### Письменное задание A
Выпишите из текста о договорной традиции Руси отрывок, начиная со слов «Так выглядел исторический» и заканчивая словами «появиться в России.».
### Письменное задание B
Продолжите текст о договорной традиции Руси после его последнего предложения.

### Извлечённый текст
┌──

Так выглядел исторический фундамент договорной, конституционной, если хотите, традиции России. Ибо что есть, в конце концов, конституция, если не договор правительства с обществом? И едва примем мы это во внимание, как тотчас перестанут нас удивлять и конституция Салтыкова, и послепетровские «Кондиции», и декабристские конституционные проекты, и все прочие — вплоть до конституции ельцинской. Они просто не могли не появиться в России.
Как видим, ошибались-таки средневековые короли. Симбиоз европейской и патерналистской традиций существовал уже и в киевские времена. Другое дело, что короли ошибались не очень сильно, поскольку европейская традиция и впрямь преобладала в тогдашней Руси. Ведь главным делом князя-воителя была как раз война, и потому отношения с дружинниками (а стало быть, и договорная традиция), естественно, были для него важнее всего прочего. Закавыка начиналась дальше.
Большой Стереотип, как помнит читатель, исходит из того, что европейская традиция Древней Руси была безнадежно утрачена в монгольском рабстве и попросту исчезла в процессе трансформации страны из конгломерата княжеств в единое государство, когда «уехать из Москвы стало неудобно или некуда». Говоря современным языком, на входе в черный ящик степного ярма имели мы на Руси Европу, а на выходе «татарское царство». В библейских терминах это звучало бы, наверное, так: пришли евреи в Египет одним народом, а вышли из него другим.
ПРОВЕРКА СТЕРЕОТИПА
На деле, однако, все выглядит прямо противоположным образом. А именно старый киевский симбиоз не только не был сломлен монгольским рабством, он укрепился, обретя уже не просто договорную, но отчетливо политическую форму. Бывшие вольные дружинники и бояре-советники превратились в аристократию, в правительственный класс постмонгольской Руси. Образуется, по словам Ключевского, «абсолютная монархия, но с аристократическим правительственным персоналом». Появляется «правительственный класс с аристократической организацией, которую признавала сама власть»44.
Мы очень подробно, разумеется, обсудим эту ключевую тему в книге. Сейчас скажем лишь, что княжеский двор в домонгольские времена устроен был куда примитивнее. Там, как мы помним, были либо холопы, либо вольные дружинники. Причем именно холопы управляли хозяйством князя, т. е. , как бы парадоксально это сегодня ни звучало, исполняли роль правительственного класса. Делом дружинников и бояр было воевать. В принятии политических решений участвовали они лишь, так сказать, ногами. Если их не устраивал сеньор с патерналистскими замашками, они от него «отъезжали». Теперь, однако, когда право свободного отъезда себя исчерпало, обрели они взамен право гораздо более ценное — законодательствовать вместе с великим князем. Они стали, по сути, соправителями нового государства. Иными словами, вышли из своего Египта русские еще более Европой, чем вошли в него.
Уже в XIV веке первый победитель татар Дмитрий Донской говорил перед смертью своим боярам: «Я родился перед вами, при вас вырос, с вами княжил, воевал вместе с вами на многие страны и низложил поганых». Он завещал своим сыновьям: «Слушайтесь бояр, без их воли ничего не делайте»45. Долгий путь был от этого предсмертного княжеского наказа до статьи 98 Судебника 1550 года, налагавшей юридический запрет на принятие государем законов без согласия бояр. Два столетия понадобилось вольным княжеским дружинникам, чтобы его пройти. Но справились они с этим, если верить Ключевскому, успешно.

└──

Записи из набора точечной разметки
┌──

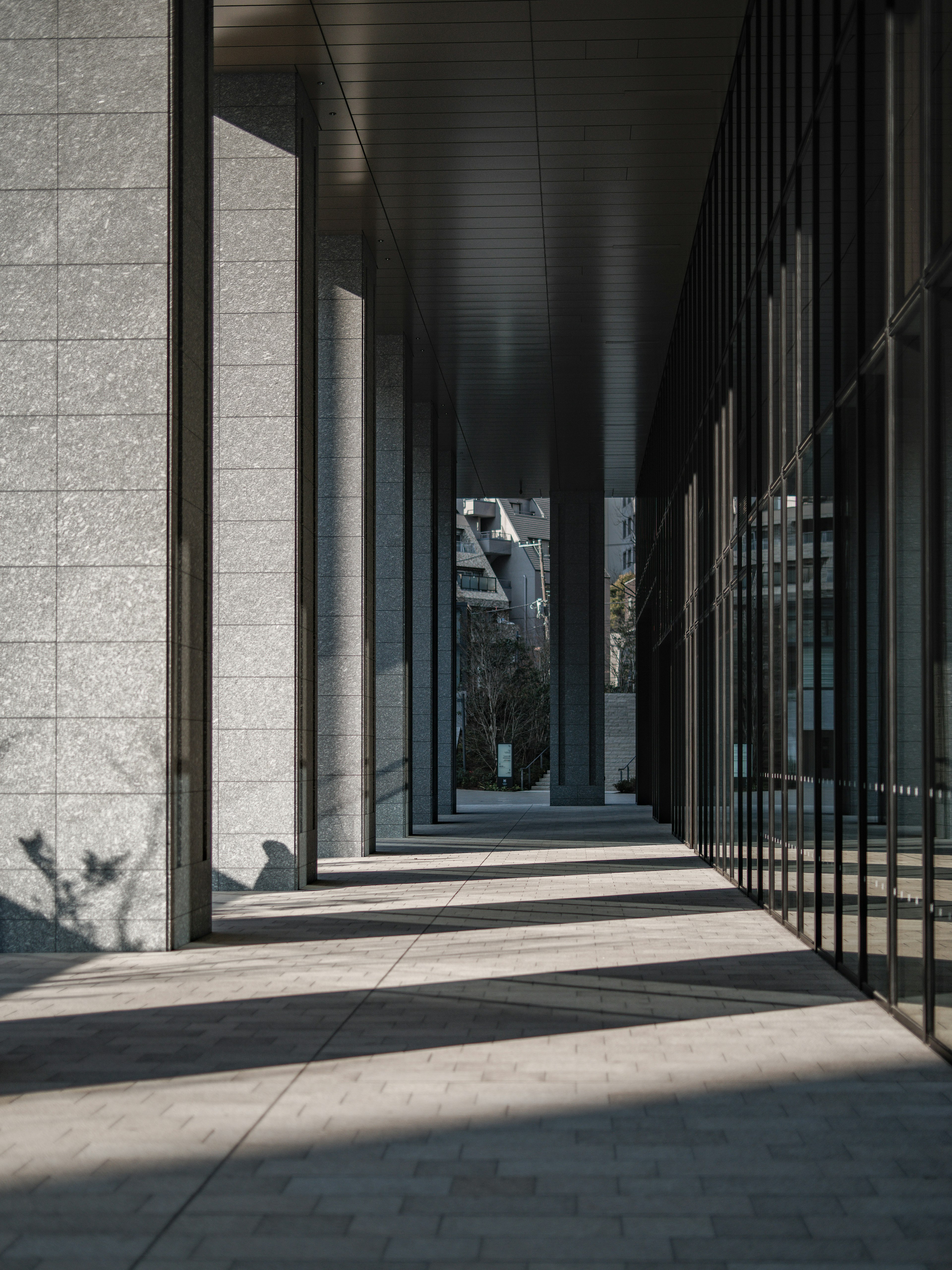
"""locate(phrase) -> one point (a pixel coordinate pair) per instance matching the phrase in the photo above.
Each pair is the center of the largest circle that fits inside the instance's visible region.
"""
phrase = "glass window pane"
(909, 671)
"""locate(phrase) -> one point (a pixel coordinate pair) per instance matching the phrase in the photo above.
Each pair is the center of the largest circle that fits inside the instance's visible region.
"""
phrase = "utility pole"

└──

### Ответ A
Так выглядел исторический фундамент договорной, конституционной, если хотите, традиции России. Ибо что есть, в конце концов, конституция, если не договор правительства с обществом? И едва примем мы это во внимание, как тотчас перестанут нас удивлять и конституция Салтыкова, и послепетровские «Кондиции», и декабристские конституционные проекты, и все прочие — вплоть до конституции ельцинской. Они просто не могли не появиться в России.

### Ответ B
Дальше дело могло развиваться двумя путями. Могла победить договорная традиция Руси, маргинализуя свою патерналистскую соперницу и вылившись в конце концов в полноформатную конституцию. Ту самую, что два поколения спустя предложил стране Михаил Салтыков. Сохранялась, однако, и традиция патерналистская. Более того, могла она, опираясь на интересы самой мощной корпорации тогдашней Москвы, церкви, напуганной европейской Реформацией, и тогдашней исполнительной власти, дья- чества, попытаться повернуть историю вспять. Для этого, впрочем, понадобился бы государственный переворот, коренная ломка существующего строя.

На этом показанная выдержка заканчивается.